=== Stated exercise A ===
In the article about Earl Bennett below, shorten the paragraph that begins "Having caught only 29 passes" while keeping its main facts.
=== Stated exercise B ===
Carry on the article about Earl Bennett below from the point where it stops.

=== Document ===
--*--
By Adam Hoge-
HALAS HALL (CBS) — Five years into his NFL career, Earl Bennett wasn’t happy with a part of his game.
Having caught only 29 passes for 375 yards and two touchdowns in 2012, one might think that Bennett wasn’t happy with his production as a wide receiver. But Bennett dealt with a hand injury for part of the season and missed four games, not to mention that any professional football player understands that the additions of Brandon Marshall and second-round pick Alshon Jeffery are going to limited your touches.
No, Bennett’s focus had nothing to do with touching the football.
“Actually, last year, I didn’t do too well blocking, so I made it a priority this year to get better in that area and just continue to work and get better at it because it helps you become a complete player,” Bennett said.
It paid off.
With 26 catches for 208 yards and three touchdowns this season, Bennett understands his role as the No. 3 wide receiver and fifth receiving option on the team (running back Matt Forte has 65 receptions and tight end Martellus Bennett has 53), so he has committed to helping out in other ways.
--*--
=== Information shown ===
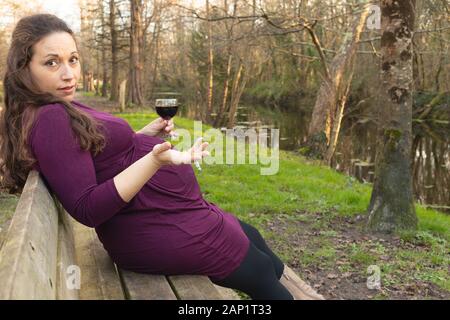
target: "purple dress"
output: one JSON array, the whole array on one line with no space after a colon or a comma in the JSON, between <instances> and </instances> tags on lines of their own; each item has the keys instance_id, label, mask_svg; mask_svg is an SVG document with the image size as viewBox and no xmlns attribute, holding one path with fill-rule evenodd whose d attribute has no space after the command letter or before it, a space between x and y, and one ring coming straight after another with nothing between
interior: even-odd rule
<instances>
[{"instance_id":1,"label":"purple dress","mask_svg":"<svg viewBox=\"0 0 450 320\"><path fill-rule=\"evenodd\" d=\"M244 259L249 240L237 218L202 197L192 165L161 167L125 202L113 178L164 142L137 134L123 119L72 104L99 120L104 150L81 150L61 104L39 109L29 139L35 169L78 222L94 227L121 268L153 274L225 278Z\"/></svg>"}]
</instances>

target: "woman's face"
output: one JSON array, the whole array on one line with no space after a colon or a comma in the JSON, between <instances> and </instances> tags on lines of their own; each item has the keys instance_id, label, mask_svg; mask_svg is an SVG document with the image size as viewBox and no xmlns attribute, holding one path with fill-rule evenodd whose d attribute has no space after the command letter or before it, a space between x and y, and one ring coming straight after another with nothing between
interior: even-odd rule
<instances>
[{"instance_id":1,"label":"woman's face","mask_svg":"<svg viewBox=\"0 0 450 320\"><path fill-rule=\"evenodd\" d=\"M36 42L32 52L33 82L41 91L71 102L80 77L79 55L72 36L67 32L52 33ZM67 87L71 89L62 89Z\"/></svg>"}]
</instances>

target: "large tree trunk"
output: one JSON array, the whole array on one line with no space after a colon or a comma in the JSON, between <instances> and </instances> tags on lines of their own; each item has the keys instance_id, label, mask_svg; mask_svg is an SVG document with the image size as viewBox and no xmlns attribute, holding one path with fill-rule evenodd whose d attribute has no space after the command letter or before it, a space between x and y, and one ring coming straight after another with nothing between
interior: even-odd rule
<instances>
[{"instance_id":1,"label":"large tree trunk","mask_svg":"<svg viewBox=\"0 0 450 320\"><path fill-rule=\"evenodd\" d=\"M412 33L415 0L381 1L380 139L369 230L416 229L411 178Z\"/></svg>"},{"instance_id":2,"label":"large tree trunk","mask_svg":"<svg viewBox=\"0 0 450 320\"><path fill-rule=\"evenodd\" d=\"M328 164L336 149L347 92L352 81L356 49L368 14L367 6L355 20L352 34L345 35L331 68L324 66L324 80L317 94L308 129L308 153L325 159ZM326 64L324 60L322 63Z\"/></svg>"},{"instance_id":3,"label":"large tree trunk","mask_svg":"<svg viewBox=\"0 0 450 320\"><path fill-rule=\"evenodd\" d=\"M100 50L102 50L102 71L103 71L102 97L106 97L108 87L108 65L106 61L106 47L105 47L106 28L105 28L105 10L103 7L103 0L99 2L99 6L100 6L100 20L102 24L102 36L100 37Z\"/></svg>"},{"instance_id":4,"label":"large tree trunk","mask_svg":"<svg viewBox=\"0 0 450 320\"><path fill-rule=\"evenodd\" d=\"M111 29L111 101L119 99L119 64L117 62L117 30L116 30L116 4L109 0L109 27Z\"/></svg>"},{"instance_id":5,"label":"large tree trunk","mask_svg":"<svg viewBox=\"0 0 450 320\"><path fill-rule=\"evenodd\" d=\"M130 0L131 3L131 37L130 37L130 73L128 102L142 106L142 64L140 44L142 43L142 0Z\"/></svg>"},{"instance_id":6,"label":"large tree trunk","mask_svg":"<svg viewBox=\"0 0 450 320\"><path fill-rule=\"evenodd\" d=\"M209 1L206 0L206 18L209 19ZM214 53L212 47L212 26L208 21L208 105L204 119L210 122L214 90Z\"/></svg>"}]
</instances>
--*--
=== Expected answer A ===
Bennett had only 29 catches for 375 yards and two touchdowns in 2012. However, a hand injury cost him four games, and the arrival of Brandon Marshall and second-round pick Alshon Jeffery was bound to cut into his touches.

=== Expected answer B ===
As a result, Bennett has become a key part of what is undeniably the best wide receiver blocking trio in the NFL.
According to Pro Football Focus’ blocking grades, Brandon Marshall is far and away the best blocking wide receiver in football with a grade of 13.7. The next closest player is Pittsburgh’s Jerricho Cotchery, who has a grade of 6.0. Tied for sixth on the list is Earl Bennett, with a grade of 3.2, and further down at 14th is Alshon Jeffery, with a grade of 2.3.
Two other NFL teams have two players among Pro Football Focus’ top 14 blockers, but no team has three like the Bears. Denver’s duo of Demaryius Thomas (3.1) and Wes Welker (2.4) is good, as is Washington’s Santana Moss (3.0) and Josh Morgan (2.4). It should also be mentioned that Redskins wide receiver Pierre Garcon ranks 20th with a grade of 1.8, giving Washington a solid blocking trio, but not one as good as the Bears’.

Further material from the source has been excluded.